● Information shown:
━━━━

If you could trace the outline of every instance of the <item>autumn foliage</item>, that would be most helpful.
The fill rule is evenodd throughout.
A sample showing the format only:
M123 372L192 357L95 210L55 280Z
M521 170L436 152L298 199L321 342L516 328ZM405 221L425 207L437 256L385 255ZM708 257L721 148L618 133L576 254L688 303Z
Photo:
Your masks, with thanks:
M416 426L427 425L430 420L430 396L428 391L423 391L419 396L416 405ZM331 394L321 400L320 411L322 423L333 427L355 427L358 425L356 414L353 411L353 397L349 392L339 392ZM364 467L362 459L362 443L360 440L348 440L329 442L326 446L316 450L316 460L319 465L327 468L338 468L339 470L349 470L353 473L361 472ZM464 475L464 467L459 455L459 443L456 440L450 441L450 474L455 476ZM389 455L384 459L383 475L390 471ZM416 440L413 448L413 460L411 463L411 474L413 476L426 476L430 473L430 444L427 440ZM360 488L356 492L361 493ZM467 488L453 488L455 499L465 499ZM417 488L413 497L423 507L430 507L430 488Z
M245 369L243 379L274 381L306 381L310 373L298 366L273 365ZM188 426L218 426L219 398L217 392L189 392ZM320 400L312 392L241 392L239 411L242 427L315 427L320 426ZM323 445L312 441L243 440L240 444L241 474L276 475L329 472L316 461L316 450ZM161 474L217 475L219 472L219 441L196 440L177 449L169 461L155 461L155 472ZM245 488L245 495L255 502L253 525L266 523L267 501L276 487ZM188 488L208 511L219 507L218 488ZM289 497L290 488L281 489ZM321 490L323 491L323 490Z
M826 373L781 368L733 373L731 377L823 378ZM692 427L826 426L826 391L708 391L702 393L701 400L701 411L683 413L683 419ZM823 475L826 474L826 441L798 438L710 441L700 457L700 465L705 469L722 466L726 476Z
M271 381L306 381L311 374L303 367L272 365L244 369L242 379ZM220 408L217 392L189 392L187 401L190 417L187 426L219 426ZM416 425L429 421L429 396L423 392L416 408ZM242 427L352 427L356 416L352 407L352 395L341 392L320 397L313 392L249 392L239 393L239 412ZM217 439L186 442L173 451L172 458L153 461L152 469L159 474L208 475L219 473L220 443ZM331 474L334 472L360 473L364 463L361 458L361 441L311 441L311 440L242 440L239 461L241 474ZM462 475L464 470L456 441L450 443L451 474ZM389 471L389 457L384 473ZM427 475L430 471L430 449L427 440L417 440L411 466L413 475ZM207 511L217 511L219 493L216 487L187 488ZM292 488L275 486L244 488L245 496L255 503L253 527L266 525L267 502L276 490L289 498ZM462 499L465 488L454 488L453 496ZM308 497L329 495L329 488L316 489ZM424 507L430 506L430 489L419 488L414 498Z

━━━━

Reproduce every entry above word for word, keeping each line unchanged.

If you could trace the outline of every instance of the <item>autumn foliage</item>, that would be most helpful.
The fill rule is evenodd throughout.
A sample showing the format only:
M123 372L192 357L95 210L55 280Z
M521 170L436 152L298 199L321 342L516 328ZM405 221L425 207L437 256L385 255ZM708 257L721 148L618 133L576 254L688 303Z
Photo:
Your masks, with thanks:
M416 426L427 425L430 420L430 396L428 391L423 391L419 396L416 405ZM331 394L321 400L320 411L322 423L333 427L355 427L358 425L356 414L353 411L353 397L349 392L339 392ZM364 467L362 459L362 443L360 440L348 440L329 442L326 446L316 450L316 460L319 465L327 468L338 468L339 470L349 470L353 473L361 472ZM464 475L464 467L459 455L459 443L456 440L450 441L450 474L455 476ZM389 455L384 459L383 475L390 471ZM416 440L413 448L413 460L411 463L411 474L413 476L426 476L430 473L430 444L427 440ZM360 488L356 492L361 493ZM467 488L453 488L455 499L465 499ZM417 488L413 497L423 507L430 507L430 488Z
M245 369L243 379L274 381L306 381L310 373L298 366L273 365ZM188 426L218 426L219 398L217 392L189 392ZM320 400L312 392L241 392L239 411L242 427L315 427L320 426ZM323 445L312 441L243 440L240 444L241 474L276 475L329 472L316 461L316 450ZM161 474L217 475L219 472L219 441L196 440L177 449L169 461L155 461L155 472ZM245 488L245 495L255 502L253 525L266 523L267 501L276 487ZM188 488L208 511L219 507L218 488ZM289 497L290 488L281 489ZM321 490L323 491L323 490Z
M826 373L781 368L733 373L731 377L823 378ZM692 427L826 426L826 391L708 391L702 393L701 400L701 411L683 413L683 419ZM823 475L826 474L826 441L798 438L710 441L700 457L700 465L705 469L722 466L726 476Z
M271 381L306 381L311 374L303 367L272 365L244 369L242 379ZM220 408L217 392L189 392L187 401L190 417L187 426L219 426ZM416 425L429 421L429 396L423 392L416 408ZM242 427L352 427L356 416L352 407L352 395L341 392L320 397L313 392L249 392L239 393L239 412ZM217 439L186 442L173 451L172 458L153 461L152 469L159 474L208 475L219 473L220 443ZM331 474L334 472L360 473L364 463L361 458L361 441L311 441L311 440L242 440L239 461L241 474ZM462 475L464 470L456 441L450 443L451 474ZM389 471L389 457L384 473ZM427 475L430 471L430 449L427 440L417 440L411 466L413 475ZM207 511L217 511L219 493L216 487L187 488ZM292 488L275 486L244 488L245 496L255 503L253 527L266 525L267 502L276 490L289 498ZM462 499L465 488L454 488L453 496ZM308 497L329 495L329 488L316 489ZM424 507L430 506L430 489L419 488L414 498Z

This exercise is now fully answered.